> **PROBLEM DESCRIPTION**: Reproduce every one of the entries below verbatim, keeping each line in its original order.

Pointing dataset records
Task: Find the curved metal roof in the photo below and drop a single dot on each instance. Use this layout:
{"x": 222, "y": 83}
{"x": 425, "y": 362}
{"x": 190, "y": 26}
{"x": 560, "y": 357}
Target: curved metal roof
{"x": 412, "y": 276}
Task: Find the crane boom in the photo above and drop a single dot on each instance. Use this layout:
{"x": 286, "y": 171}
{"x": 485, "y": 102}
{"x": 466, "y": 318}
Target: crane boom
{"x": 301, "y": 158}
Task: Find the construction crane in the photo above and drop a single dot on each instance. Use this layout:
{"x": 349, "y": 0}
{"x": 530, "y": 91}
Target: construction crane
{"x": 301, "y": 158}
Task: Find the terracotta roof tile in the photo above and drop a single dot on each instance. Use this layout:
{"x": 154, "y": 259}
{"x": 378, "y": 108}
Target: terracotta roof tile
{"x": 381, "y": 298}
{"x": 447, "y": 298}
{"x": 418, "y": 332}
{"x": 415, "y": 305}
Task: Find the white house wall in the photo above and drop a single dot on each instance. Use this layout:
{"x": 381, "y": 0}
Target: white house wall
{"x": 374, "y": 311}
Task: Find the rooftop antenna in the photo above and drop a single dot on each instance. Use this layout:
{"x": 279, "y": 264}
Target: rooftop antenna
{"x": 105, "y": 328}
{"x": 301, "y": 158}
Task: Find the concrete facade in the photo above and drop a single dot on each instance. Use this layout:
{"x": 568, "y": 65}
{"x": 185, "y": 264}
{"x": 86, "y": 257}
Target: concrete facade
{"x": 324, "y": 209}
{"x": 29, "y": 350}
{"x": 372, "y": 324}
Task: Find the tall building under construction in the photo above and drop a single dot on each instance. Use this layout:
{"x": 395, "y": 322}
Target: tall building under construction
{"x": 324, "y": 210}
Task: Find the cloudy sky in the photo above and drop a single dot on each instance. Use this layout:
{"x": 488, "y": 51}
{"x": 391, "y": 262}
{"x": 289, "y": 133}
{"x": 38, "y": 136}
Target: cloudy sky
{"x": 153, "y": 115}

> **THE SOLUTION**:
Task: Find the curved metal roof in the photo below and drop a single dot on each instance. Use this layout:
{"x": 222, "y": 83}
{"x": 425, "y": 362}
{"x": 190, "y": 26}
{"x": 560, "y": 357}
Target: curved metal roof
{"x": 412, "y": 276}
Task: Find the crane boom in the photo above and drop a single dot on each instance. Use this layout:
{"x": 286, "y": 171}
{"x": 485, "y": 102}
{"x": 466, "y": 318}
Target: crane boom
{"x": 301, "y": 158}
Task: Find the construction crane in the photo above and drop a single dot on each instance. Use this layout:
{"x": 349, "y": 0}
{"x": 530, "y": 91}
Target: construction crane
{"x": 301, "y": 158}
Task: Find the terracotta roof tile in the photo above and drop a single dot on each instance. Use this layout:
{"x": 154, "y": 259}
{"x": 378, "y": 108}
Target: terracotta roof tile
{"x": 381, "y": 298}
{"x": 447, "y": 298}
{"x": 418, "y": 332}
{"x": 415, "y": 305}
Task: Find the white house wall in the photo above and drop a single dot on each instance. Use this layout:
{"x": 381, "y": 0}
Target: white house wall
{"x": 374, "y": 311}
Task: Find the rooftop antenna in the photo above and drop a single dot on each instance. Use this layout:
{"x": 279, "y": 264}
Target: rooftop antenna
{"x": 105, "y": 328}
{"x": 301, "y": 158}
Task: Find the concrete facade in the photo above and drop a single dot on each instance. Use this layout:
{"x": 568, "y": 65}
{"x": 185, "y": 264}
{"x": 86, "y": 257}
Target: concrete facade
{"x": 324, "y": 209}
{"x": 29, "y": 350}
{"x": 372, "y": 324}
Task: Find the tall building under construction in the photo above and drop a single dot on each instance. Use this layout:
{"x": 395, "y": 322}
Target: tall building under construction
{"x": 324, "y": 210}
Task: Find the cloudy sky in the photo above and drop a single dot on each instance. Use this layout:
{"x": 488, "y": 51}
{"x": 391, "y": 262}
{"x": 289, "y": 133}
{"x": 38, "y": 136}
Target: cloudy sky
{"x": 153, "y": 115}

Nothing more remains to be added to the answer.